TASK REQUIREMENTS:
1/ Answer these questions from the sermon excerpt:
(a) Where did the Jewish community that Nehemiah came from live in exile?
(b) What position did Nehemiah hold when he came to Jerusalem?
(c) Which Bible translation in the list is given in both a Study Bible and a Large Print version?
2/ Write what comes next in the sermon on Nehemiah and the reading of Scripture, beginning right after its last sentence.

TEXT PASSAGE:
============================================================

Those are just the first two, here is the link to the full article.
I encourage you to find a translation that you find easy to read and fall in love with scripture.
I have a variety of Bibles:
• The Bible in Pictures
• Revised King James
• Good News
• King James
• New Revised Standard Version
o Study Bible
o Large Print
• The Book of God
And there are a variety of them on the communion table.
In our reading from the First Testament, we hear of Nehemiah, one of the men from the Jewish community in exile in Babylon, who had done well and risen to be a senior civil servant. He has come to Jerusalem as governor, and taken over the rebuilding of Jerusalem. Under his driving spirit, the walls were completed. But something more was required. The builders had faced down the challenge of nearby rulers, but still more was needed. They needed a reminder and assurance of who they were.
So the people were gathered to a reading of Scripture. And the people wept… for the first time in many years they were allowed public proclamation of their holy words… They did not just ‘hear’ the words… but they were affected by them… they wept…. And in the last part of that reading Nehemiah the governor, Ezra the priest and scribe, and the Levites who taught the people said to all the people, “Go your way, eat the fat and drink sweet wine and send portions of them to those for whom nothing is prepared, for this day is holy to our Lord; and do not be grieved, for the joy of the Lord is your strength.”
Go your way… eat… and share…
This sounds much like what Jesus proclaimed centuries later…
He is filled with the Holy Spirit and uses Isaiah’s words which were echoed in Mary’s song… “The Spirit of the Lord is upon me, because he has anointed me to bring good news to the poor. He has sent me to proclaim release to the captives and recovery of sight to the blind, to let the oppressed go free, to proclaim the year of the Lord’s favour.”

============================================================

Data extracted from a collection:
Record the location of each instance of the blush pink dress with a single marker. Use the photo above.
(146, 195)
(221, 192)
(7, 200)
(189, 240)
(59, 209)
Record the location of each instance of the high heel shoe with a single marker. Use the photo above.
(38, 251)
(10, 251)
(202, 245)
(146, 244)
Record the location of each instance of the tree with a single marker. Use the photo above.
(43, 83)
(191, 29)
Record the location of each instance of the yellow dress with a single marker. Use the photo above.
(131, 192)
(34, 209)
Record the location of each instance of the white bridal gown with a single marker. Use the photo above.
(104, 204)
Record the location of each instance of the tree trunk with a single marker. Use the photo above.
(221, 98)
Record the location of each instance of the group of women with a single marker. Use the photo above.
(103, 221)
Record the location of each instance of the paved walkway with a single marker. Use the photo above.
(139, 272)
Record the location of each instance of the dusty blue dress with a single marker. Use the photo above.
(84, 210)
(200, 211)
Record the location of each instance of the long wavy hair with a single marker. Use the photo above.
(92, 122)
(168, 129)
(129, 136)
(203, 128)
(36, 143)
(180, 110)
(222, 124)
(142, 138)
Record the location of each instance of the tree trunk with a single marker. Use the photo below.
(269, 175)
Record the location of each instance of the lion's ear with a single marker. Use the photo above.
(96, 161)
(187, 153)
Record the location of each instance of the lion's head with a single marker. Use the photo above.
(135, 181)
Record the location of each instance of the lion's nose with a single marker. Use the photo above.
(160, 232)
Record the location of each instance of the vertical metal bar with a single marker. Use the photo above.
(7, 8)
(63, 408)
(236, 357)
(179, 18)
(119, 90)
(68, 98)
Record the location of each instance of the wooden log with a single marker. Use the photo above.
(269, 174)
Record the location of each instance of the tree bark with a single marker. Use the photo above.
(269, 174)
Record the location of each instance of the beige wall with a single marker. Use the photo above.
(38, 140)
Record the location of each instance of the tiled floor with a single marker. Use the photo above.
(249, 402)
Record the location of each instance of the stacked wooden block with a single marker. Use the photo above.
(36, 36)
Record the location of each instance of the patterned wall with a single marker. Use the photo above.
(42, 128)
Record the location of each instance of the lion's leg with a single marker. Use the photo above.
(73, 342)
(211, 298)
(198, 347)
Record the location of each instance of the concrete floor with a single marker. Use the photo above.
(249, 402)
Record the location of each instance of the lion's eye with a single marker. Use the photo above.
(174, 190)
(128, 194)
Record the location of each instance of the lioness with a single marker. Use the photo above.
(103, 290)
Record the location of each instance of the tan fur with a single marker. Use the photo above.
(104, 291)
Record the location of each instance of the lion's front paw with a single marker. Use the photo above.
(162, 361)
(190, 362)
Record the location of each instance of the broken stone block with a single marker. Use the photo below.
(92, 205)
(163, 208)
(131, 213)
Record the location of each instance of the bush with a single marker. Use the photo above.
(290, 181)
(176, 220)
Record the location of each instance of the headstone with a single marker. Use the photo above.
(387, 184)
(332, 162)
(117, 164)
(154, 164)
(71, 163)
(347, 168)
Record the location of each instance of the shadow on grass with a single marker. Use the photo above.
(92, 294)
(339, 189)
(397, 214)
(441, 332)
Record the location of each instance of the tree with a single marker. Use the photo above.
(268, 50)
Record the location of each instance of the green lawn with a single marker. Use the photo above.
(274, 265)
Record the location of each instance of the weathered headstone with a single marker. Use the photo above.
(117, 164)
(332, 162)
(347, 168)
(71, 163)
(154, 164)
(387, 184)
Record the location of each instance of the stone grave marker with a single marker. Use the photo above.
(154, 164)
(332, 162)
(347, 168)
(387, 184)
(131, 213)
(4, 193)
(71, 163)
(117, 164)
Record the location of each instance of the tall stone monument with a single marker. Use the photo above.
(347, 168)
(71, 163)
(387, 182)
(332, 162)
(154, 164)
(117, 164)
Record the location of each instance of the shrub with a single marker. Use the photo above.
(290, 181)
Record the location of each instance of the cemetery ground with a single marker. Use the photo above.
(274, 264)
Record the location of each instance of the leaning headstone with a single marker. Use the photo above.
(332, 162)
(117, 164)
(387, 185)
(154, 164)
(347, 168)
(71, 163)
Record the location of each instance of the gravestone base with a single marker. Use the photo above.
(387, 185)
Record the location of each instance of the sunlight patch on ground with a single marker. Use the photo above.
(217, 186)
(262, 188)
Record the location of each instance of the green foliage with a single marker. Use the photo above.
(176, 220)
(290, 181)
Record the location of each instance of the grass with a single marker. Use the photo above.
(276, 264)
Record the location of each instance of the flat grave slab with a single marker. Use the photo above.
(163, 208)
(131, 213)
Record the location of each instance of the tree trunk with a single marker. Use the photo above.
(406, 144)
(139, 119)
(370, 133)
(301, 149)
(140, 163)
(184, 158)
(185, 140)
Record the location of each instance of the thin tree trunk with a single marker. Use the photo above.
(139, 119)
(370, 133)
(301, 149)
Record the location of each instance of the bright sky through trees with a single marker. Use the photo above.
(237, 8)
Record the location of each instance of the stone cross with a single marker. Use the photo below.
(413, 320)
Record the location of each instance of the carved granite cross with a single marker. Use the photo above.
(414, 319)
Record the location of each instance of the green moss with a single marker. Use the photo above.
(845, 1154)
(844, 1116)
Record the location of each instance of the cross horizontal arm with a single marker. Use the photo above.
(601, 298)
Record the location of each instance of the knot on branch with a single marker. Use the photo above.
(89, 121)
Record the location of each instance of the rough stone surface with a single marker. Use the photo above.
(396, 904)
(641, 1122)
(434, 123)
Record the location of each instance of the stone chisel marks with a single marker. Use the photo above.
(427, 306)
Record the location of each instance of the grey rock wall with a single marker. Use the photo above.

============================================================

THE ANSWERS:
1/
(a) Babylon
(b) Governor
(c) The New Revised Standard Version

2/
We hear Jesus saying those words, and perhaps think, “Yes, you are Jesus, of course you can say those things.” But what if instead of hearing Jesus say, “The Spirit of the Lord is upon me… we would say together, “The Spirit of the Lord is upon us…
God’s Spirit is upon us. We are chosen to bring good news to the poor…
God’s Spirit is upon us. We are sent to proclaim liberty to the captives…
God’s Spirit is upon us. We are sent to proclaim the recovery of sight to the blind…
God’s Spirit is upon us.
On Wednesday evening the Official Board met and I was delighted that despite people feeling anxious about finances, there were motions to undertake a Lenten Project as well as maintain our Mission & Service Goal. While you may not express it in quite the same way, I felt the ‘Spirit of the Lord’ upon us as we made those decisions. And I think collectively, as a country, millions of us felt that welcoming refugees was how we experienced the Spirit or Sacred coming upon us. The overwhelming response has been heartwarming, especially the stories of how some of the Vietnamese people, the ‘boat people’ are sponsoring refugees, because they know what it is like.
I am proud of the United Church and how it works before, during and after a crisis, before, during and after any news about it. I believe that individually and collectively, we are called to proclaim Good News to the poor… release to the captive, to bind up the broken-hearted… to let the oppressed go free…
Syria and Elmsdale/Nine Mile River and a hundred other places need us to proclaim the year of the Lord’s favour, not just now, but every day. The Bible reminds us that abundant life is for all; that the year of the Lord’s favour is for all.
This is God’s gift to us.
Thanks be to God, amen.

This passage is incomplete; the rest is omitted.